Исходный текст =>
Заря холодней и багровей.
Туман припадает ниц.
В уже облетевшей дуброве
Разносится звон синиц.

ПАСТЕРНАК.

И мартовская ночь и автор
Шли шибко, вглядываясь изредка
В мелькавшего, как бы взаправду,
И вдруг скрывавшегося призрака.
То был – рассвет.

   Ударения странные. Часто на наречиях, деепричастиях, бывают даже на таких всегда неударных частях речи, как предлог или союз. И при этом тоже притягивающая стихотворная музыка.
   Наверное, не может быть прекрасного стихотворения со слабой мыслью. И не может быть слабого стиха с прекрасной мыслью – тогда это просто не стихи, а мысль. Словесное содержание в стихе находится в неразрывной взаимосвязи с ритмом, рифмой. У больших поэтов не только слова своими буквами и слогами, но и сама мысль является главной образующей музыкального напева.

Для призраков закрыл я вежды,
Но отдаленные надежды
Тревожат сердце иногда.
Без неприметного следа
Мне было б грустно мир оставить.

Задание a =>
Что, согласно исходному тексту, у больших поэтов является главной образующей музыкального напева?

Исходные записи =>
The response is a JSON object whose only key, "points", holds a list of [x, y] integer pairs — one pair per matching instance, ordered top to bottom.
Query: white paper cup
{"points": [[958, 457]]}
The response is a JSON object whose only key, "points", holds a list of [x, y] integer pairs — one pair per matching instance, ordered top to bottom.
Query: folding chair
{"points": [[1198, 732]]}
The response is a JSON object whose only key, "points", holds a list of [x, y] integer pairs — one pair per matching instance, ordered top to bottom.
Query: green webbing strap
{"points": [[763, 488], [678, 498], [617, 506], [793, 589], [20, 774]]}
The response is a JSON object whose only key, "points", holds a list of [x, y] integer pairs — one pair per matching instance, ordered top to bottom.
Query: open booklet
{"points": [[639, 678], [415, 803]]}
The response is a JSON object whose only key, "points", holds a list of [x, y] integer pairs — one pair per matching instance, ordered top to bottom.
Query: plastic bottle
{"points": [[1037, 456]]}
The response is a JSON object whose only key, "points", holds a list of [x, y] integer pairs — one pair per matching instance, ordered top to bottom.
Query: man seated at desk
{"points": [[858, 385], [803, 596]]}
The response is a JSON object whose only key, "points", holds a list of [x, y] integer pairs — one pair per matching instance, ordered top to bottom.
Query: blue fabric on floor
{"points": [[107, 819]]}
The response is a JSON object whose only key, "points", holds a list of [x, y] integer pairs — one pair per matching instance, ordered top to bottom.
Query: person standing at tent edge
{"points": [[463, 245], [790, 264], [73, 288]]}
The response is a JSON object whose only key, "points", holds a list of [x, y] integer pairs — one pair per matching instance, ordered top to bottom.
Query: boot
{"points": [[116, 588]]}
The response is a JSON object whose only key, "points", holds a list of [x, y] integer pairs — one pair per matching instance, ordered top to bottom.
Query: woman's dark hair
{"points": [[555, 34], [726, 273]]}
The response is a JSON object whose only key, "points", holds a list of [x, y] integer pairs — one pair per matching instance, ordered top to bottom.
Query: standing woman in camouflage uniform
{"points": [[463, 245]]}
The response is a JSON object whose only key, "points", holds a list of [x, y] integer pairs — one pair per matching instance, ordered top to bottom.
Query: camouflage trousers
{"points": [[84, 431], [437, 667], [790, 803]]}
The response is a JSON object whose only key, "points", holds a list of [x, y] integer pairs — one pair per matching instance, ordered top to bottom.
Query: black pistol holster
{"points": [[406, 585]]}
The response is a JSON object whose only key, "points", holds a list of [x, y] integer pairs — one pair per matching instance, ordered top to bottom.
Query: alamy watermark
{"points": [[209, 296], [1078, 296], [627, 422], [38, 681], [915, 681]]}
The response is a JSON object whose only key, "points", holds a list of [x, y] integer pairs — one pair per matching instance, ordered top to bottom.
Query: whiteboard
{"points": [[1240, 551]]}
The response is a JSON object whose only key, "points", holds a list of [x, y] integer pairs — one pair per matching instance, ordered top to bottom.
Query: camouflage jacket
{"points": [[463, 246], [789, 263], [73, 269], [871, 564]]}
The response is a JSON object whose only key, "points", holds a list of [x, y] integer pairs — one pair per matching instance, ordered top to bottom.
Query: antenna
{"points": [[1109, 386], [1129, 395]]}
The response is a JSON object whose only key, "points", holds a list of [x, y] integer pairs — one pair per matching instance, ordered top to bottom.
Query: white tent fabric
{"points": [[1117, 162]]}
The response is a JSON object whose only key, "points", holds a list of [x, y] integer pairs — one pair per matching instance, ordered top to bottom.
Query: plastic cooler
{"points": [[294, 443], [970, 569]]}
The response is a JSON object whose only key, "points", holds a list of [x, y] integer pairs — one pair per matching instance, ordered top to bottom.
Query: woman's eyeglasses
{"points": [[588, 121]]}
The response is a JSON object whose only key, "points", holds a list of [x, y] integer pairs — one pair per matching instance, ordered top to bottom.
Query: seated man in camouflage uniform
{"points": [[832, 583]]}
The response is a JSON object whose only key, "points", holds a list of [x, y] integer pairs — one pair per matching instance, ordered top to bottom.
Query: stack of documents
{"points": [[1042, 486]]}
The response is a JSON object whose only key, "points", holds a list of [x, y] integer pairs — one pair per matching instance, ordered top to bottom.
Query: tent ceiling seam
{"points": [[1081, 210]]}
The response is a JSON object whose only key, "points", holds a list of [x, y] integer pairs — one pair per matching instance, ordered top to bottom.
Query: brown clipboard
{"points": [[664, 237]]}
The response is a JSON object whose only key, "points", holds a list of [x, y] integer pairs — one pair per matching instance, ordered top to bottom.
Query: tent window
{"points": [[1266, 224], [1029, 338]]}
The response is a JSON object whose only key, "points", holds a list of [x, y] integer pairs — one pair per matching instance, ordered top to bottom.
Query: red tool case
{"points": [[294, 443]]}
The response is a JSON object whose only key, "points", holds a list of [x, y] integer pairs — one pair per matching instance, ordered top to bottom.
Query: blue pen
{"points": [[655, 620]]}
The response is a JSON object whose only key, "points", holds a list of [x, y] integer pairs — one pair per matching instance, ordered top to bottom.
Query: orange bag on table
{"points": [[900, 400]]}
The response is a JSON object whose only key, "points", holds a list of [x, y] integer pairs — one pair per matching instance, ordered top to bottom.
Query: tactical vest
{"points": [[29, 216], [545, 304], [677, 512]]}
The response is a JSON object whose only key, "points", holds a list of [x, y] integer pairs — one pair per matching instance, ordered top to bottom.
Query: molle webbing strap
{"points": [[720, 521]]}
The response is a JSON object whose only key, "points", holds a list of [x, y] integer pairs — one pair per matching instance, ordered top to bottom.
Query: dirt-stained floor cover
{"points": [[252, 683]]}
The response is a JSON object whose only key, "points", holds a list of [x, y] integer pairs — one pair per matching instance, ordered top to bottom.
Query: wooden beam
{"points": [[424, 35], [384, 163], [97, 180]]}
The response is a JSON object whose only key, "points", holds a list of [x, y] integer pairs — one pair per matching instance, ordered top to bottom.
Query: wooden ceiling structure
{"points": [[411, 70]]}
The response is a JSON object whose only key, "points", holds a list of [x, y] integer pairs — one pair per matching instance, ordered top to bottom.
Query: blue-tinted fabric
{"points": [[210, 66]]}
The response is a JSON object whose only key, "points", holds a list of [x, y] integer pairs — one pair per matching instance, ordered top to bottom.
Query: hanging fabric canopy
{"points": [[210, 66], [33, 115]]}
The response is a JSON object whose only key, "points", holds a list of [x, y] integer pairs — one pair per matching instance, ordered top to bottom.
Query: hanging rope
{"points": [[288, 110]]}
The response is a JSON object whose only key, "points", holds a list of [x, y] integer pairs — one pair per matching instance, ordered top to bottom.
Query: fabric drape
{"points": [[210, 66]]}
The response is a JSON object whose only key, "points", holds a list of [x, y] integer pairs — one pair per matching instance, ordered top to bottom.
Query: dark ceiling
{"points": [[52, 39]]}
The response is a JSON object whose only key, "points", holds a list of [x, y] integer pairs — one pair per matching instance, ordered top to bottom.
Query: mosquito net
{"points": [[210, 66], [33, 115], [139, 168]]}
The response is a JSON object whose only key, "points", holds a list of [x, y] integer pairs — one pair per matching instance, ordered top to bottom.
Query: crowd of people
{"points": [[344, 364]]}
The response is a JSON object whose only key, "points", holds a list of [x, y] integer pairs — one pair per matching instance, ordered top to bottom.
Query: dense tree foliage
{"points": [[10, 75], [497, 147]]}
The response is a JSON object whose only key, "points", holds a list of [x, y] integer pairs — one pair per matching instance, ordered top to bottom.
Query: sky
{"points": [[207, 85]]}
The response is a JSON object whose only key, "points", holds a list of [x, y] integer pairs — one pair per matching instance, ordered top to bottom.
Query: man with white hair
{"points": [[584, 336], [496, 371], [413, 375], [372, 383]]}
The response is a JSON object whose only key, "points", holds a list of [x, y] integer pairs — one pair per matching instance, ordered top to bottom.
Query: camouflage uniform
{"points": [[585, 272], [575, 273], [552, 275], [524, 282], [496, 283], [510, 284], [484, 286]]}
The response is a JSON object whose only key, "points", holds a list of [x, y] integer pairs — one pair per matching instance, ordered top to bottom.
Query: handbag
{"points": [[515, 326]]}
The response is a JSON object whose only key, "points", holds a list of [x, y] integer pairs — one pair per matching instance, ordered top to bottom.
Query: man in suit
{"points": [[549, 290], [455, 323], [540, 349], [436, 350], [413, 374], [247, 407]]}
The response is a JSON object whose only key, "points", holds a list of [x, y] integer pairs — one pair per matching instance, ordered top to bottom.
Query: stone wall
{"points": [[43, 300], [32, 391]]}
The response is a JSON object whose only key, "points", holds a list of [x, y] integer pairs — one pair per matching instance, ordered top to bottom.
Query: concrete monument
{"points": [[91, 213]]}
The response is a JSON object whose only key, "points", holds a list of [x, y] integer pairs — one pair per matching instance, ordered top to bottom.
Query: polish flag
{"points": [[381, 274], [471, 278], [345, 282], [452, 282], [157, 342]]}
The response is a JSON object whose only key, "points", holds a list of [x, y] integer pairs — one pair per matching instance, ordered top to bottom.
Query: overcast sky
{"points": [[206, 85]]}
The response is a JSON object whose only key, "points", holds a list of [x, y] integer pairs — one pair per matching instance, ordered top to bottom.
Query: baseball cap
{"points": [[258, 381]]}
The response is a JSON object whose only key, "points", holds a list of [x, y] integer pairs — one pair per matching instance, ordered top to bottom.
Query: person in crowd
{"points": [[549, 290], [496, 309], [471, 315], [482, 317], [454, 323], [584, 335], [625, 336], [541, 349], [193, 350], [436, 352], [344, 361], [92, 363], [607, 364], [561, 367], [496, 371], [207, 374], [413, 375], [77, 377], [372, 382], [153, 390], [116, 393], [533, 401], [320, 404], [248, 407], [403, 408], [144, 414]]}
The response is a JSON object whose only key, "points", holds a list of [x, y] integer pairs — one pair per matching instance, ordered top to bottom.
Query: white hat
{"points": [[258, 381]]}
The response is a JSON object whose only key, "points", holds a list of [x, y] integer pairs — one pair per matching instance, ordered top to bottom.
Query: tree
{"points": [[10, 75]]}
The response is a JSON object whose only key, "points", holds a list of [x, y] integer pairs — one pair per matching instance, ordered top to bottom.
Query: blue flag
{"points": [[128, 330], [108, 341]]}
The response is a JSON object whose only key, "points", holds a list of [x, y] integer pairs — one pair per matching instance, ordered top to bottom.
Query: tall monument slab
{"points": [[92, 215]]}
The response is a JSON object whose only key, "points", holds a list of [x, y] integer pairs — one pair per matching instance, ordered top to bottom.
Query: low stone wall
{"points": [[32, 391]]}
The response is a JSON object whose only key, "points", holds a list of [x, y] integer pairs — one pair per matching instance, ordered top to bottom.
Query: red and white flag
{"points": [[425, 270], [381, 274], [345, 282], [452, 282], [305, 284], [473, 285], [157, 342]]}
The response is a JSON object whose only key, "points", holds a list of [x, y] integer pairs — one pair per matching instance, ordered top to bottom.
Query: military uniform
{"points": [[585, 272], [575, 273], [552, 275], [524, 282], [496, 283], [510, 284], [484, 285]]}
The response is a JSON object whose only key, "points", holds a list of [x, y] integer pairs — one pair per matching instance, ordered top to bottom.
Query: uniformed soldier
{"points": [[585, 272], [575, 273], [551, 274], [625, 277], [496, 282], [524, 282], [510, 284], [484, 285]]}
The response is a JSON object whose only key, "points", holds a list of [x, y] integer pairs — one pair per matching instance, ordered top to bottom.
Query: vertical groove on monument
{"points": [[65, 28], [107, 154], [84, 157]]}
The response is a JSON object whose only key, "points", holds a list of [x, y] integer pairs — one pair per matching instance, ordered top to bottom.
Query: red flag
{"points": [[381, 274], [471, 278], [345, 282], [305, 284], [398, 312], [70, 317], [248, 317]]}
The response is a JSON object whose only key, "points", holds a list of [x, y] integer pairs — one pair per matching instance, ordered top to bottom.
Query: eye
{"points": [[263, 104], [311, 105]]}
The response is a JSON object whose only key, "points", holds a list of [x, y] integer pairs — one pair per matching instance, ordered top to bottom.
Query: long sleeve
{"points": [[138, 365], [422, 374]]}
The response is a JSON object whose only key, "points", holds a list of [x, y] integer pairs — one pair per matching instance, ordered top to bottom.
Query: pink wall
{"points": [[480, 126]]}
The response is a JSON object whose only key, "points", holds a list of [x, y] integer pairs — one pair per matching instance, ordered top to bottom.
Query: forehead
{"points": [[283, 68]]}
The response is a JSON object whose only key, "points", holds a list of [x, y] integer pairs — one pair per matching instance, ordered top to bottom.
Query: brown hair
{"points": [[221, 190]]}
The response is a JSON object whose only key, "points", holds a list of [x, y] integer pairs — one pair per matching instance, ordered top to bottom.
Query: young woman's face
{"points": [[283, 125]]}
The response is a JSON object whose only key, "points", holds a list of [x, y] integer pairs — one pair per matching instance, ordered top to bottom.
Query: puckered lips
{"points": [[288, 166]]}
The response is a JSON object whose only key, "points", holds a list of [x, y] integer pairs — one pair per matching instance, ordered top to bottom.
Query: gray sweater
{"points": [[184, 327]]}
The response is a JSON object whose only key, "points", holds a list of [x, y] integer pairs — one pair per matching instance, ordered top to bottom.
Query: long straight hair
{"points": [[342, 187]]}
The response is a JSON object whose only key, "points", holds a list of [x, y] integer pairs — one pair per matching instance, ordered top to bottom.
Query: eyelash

Задание b =>
Соберите из записей все строки, в которых встречается слово «strap». Регистр букв учитывается.

Ответ a =>
Не только слова своими буквами и слогами, но и сама мысль.

Ответ b =>
Query: green webbing strap
Query: molle webbing strap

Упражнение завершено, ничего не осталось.